__JOB 1__.
In the crossword blog post, why does the blogger say the answer "IT'S A ZOO" didn't compute? Answer in one to three sentences.
__JOB 2__.
Decide whether each statement agrees with the crossword blog post, answering yes or no and quoting the deciding words: (a) jae found this puzzle harder than the previous day's. (b) puzzlehoarder wrote SALSAS into the grid at 1A. (c) The blogger found the parts of the puzzle outside the NW easier going.

__DOCUMENT__.
..........
So there's that. I had the most trouble in the NW, where STIMSON was unknown and 6D: Any minute was ANON for a bit and "IT'S A ZOO" just didn't compute. Anyone in a crowded area might say that. "Frazzled commuter" had me thinking the comment was going to be something about a STOP. "OUR STOP?!" I dunno. Whole corner was rough for me. Rest of the puzzle was more tractable. Looking back, it's clear that NOTHING BURGER complete drained any pleasure I might've had right out of this solving experience. MEDO didn't help.

Signed, Rex Parker, King of CrossWorld

[Follow Rex Parker on Twitter and Facebook]

125 comments:

jae 12:05 AM  

Easy. Quite a bit easier than yesterday’s. No WOEs, no erasures, just kept on going.

Too easy and, with the exception of NOTHING BURGER (does anyone still say that?), mostly bland.

Anonymous 12:08 AM  

Do you get royalties from Pixar for basing Anton Ego on your MO? Or is it just a big nothingburger? Stay sharp out there.

Brookboy 12:29 AM  

But, seriously, Rex, how did you like the puzzle?

Anonymous 12:36 AM  

Saw Rex's tweet about an 8-plus minute finish ("medium") and panicked. Yet, came in just a hair over 9 minutes, well below average!

A fair puzzle that required persistence but nothing too tricky.

(Phew!)

puzzlehoarder 12:52 AM  

This went in slow for me. I didn't write them in but my first guesses for 1A and 7A we're SALSAS and MALAWI. INERTIA and PRO quickly eliminated the latter but I did put LITTER in at 3D until MIDSENTENCE knocked it out. BEAST was what got me to see SAMBAS.
..........
__STORED ROWS__.
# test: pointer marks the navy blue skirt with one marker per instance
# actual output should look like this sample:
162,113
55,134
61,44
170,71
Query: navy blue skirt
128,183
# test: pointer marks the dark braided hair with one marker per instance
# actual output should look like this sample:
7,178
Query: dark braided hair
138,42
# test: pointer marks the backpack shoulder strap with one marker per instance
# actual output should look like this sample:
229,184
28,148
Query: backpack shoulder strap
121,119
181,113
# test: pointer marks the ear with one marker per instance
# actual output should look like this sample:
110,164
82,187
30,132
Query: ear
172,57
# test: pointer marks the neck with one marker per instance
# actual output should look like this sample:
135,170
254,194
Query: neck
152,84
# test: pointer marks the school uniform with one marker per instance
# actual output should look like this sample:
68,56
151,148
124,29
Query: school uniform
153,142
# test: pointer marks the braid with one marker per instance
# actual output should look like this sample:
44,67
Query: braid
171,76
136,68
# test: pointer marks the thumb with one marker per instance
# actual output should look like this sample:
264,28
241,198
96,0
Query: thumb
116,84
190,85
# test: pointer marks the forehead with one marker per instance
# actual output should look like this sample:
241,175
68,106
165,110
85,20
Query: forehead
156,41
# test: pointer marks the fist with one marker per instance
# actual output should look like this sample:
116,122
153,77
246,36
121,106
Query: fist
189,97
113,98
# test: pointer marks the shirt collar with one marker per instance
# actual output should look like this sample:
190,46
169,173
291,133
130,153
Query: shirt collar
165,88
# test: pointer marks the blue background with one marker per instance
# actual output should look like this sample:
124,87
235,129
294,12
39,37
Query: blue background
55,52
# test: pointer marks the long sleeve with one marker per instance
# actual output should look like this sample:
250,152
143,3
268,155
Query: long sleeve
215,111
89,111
..........
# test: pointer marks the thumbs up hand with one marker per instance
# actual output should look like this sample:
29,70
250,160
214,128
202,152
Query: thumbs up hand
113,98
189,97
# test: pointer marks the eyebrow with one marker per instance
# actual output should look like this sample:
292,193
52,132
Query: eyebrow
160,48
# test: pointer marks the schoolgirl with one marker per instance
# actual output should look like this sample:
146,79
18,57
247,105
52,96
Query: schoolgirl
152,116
..........
__COMPLETE OUTPUT 1__.
The blogger says the phrase didn't fit the clue because "Anyone in a crowded area might say that." It was not specific enough to the frazzled commuter in the clue.

__COMPLETE OUTPUT 2__.
(a) No: "Quite a bit easier than yesterday’s."
(b) No: "I didn't write them in"
(c) Yes: "Rest of the puzzle was more tractable."